YOUR INSTRUCTIONS -
Extract exactly and only the lines of the data below, starting at the line with "Could you please point out the metal roof" and stopping after the final line.

(Dataset excerpts on object pointing)
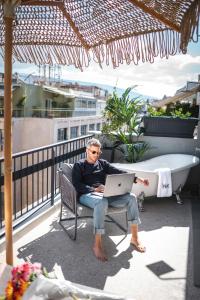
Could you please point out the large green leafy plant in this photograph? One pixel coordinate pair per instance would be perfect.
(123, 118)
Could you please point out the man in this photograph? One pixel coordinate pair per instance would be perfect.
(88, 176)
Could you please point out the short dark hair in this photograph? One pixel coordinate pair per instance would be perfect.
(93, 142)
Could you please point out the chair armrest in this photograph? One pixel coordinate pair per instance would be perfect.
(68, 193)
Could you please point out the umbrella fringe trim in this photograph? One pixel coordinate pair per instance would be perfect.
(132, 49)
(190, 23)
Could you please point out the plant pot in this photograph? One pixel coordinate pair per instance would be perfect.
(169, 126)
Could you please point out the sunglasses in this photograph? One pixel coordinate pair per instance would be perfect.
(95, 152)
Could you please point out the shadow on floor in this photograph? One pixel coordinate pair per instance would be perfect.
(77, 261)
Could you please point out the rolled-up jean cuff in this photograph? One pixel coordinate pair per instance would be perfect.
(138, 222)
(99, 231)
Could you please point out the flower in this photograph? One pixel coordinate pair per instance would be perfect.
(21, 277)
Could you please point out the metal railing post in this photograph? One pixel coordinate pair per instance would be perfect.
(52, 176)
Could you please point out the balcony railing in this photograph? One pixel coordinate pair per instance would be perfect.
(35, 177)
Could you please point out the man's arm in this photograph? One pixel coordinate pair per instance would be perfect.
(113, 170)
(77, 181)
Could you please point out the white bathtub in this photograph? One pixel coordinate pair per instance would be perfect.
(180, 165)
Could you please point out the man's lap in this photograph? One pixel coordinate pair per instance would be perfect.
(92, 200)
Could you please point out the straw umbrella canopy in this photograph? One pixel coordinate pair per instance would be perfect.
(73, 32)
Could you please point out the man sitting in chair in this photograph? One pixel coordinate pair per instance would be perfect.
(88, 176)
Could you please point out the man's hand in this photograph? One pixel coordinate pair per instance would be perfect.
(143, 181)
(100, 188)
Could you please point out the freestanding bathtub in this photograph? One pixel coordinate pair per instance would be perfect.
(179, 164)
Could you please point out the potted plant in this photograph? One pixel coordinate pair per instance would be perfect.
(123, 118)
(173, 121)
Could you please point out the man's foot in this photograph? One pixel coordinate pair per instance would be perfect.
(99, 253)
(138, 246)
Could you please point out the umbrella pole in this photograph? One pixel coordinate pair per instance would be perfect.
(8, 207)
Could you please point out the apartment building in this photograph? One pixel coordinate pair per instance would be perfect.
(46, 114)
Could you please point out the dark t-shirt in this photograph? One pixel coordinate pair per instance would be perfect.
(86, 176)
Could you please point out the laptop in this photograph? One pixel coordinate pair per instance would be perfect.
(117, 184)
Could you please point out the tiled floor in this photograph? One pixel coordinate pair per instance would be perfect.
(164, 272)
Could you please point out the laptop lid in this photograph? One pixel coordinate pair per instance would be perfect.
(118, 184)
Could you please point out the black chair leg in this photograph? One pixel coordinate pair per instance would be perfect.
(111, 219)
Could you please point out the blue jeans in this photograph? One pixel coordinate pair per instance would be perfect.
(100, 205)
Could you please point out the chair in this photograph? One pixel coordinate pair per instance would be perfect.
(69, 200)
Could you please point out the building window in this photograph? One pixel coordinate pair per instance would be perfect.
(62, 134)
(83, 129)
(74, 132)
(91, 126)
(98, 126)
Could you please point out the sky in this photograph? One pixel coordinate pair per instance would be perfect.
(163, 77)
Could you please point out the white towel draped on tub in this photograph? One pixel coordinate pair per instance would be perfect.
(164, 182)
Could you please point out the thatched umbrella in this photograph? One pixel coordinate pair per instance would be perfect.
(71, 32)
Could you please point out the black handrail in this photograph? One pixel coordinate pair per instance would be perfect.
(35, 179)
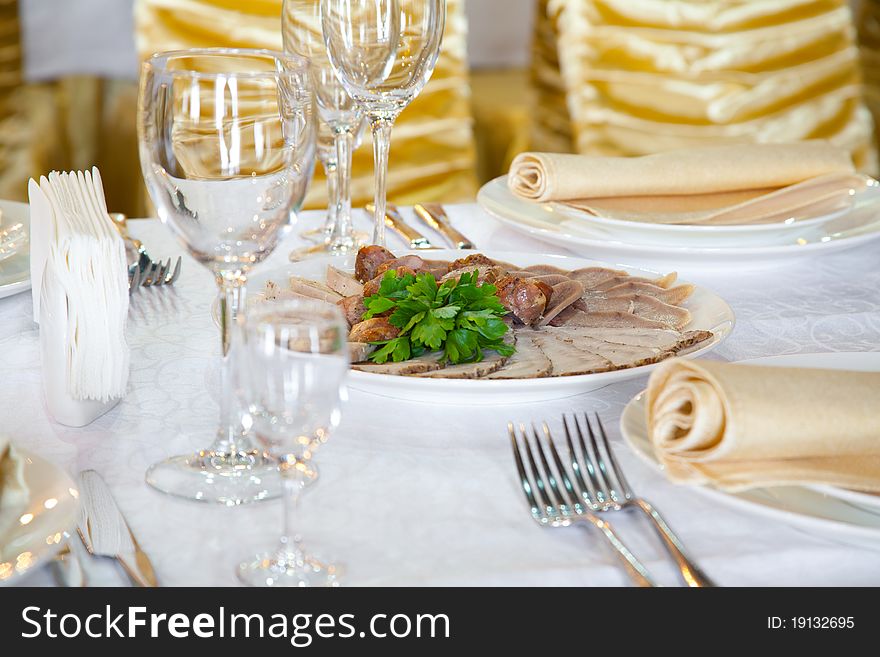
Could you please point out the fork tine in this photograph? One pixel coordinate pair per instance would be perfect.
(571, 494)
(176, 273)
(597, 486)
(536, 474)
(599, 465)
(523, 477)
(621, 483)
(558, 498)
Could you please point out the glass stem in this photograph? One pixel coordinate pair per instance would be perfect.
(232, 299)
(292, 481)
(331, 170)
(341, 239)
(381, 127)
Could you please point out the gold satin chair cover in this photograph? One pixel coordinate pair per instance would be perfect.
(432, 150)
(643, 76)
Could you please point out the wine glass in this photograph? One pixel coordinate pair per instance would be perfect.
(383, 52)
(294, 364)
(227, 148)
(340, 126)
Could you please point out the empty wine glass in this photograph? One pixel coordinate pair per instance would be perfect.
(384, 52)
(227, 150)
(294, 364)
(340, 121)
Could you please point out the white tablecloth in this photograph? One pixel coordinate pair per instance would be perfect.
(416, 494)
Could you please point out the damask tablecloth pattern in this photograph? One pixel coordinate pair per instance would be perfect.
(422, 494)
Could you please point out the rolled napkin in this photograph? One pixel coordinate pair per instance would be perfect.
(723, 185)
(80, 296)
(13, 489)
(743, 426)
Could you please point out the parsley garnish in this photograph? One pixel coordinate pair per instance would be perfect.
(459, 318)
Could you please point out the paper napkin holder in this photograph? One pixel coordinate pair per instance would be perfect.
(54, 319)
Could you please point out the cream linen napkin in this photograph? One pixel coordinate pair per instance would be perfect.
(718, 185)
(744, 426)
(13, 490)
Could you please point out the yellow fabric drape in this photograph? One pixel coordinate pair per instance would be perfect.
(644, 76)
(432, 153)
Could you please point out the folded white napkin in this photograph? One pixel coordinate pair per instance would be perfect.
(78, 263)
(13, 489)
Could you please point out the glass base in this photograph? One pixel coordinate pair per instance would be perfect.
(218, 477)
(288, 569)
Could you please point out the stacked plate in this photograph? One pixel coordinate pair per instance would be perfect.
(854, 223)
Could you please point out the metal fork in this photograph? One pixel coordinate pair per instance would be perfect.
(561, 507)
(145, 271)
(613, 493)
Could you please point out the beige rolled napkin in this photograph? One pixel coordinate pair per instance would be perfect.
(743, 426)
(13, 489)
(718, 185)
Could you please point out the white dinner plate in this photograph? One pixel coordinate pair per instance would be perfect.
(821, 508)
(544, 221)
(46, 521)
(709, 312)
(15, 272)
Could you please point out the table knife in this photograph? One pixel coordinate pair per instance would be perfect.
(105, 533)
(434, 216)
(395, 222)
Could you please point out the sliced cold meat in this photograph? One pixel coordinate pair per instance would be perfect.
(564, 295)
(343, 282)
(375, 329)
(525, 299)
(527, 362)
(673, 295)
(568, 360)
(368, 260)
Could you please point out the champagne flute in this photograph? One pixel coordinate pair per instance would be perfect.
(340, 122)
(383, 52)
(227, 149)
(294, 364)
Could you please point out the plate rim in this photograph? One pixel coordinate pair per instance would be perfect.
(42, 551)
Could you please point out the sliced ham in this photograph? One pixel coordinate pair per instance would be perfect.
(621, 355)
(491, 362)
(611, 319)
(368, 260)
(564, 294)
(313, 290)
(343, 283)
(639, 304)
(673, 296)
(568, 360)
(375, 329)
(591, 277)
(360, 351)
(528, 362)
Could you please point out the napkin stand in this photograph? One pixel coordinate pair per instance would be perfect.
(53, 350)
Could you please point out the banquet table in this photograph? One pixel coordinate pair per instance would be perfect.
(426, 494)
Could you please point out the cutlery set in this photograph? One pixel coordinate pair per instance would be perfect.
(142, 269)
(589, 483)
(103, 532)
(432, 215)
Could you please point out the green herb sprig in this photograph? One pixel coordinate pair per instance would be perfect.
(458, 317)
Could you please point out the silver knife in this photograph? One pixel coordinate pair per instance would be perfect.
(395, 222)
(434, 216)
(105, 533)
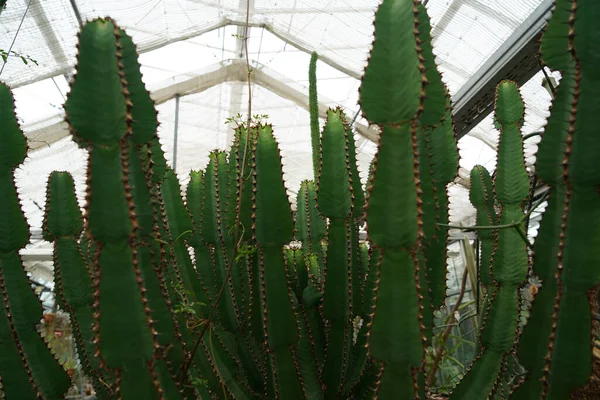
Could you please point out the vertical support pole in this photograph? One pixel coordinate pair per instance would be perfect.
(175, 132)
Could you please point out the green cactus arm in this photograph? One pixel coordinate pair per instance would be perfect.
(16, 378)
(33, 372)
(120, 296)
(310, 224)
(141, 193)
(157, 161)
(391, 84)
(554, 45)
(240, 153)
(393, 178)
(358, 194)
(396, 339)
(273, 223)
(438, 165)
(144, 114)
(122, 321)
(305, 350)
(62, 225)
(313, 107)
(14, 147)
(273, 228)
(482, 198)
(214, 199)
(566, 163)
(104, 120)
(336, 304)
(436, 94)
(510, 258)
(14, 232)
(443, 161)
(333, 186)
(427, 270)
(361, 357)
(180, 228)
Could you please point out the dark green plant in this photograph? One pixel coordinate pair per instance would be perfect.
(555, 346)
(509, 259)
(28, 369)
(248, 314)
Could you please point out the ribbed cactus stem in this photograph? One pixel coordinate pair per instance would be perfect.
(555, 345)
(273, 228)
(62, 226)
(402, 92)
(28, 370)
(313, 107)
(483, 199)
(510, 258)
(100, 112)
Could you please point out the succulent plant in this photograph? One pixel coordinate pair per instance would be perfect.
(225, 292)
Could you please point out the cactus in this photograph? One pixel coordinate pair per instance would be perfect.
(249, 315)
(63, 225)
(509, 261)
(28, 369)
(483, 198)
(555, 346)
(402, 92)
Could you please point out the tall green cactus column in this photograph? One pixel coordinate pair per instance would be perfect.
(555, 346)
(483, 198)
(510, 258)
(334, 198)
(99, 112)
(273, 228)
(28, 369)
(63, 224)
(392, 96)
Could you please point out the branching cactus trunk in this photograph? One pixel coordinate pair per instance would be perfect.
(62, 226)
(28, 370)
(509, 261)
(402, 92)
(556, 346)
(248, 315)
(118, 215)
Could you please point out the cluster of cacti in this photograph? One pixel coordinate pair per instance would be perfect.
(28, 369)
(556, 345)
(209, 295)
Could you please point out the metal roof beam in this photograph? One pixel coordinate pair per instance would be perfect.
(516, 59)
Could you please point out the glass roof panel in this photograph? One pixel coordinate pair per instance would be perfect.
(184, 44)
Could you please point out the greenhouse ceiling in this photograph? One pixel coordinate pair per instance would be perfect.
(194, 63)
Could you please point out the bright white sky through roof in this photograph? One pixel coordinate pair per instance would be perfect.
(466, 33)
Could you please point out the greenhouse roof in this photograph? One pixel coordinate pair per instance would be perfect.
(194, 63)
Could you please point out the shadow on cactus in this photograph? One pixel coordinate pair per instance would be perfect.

PROBLEM SOLUTION -
Could you please point out the metal roof beam in this photograph? One pixel coordinate pair per instance would be perfect.
(516, 59)
Could you please point out the glass roof panel in this photograph? One pixel coordinate pair per instance would be perfect.
(184, 44)
Could you please point out the greenhouse ceiling in this photograph? One pixel coordinate pair per instance would be perfect.
(194, 63)
Could you please point out the bright white sky through roof in this photograph? One pixel coordinate pair per instance would be perfect.
(466, 33)
Could you please point out the greenhouse roof in this photograph? One pixel coordinate pair per instance would be perfect.
(194, 63)
Could you please point out the shadow on cactus in this photograph? One pixel coordinate pair per instance would be perfect.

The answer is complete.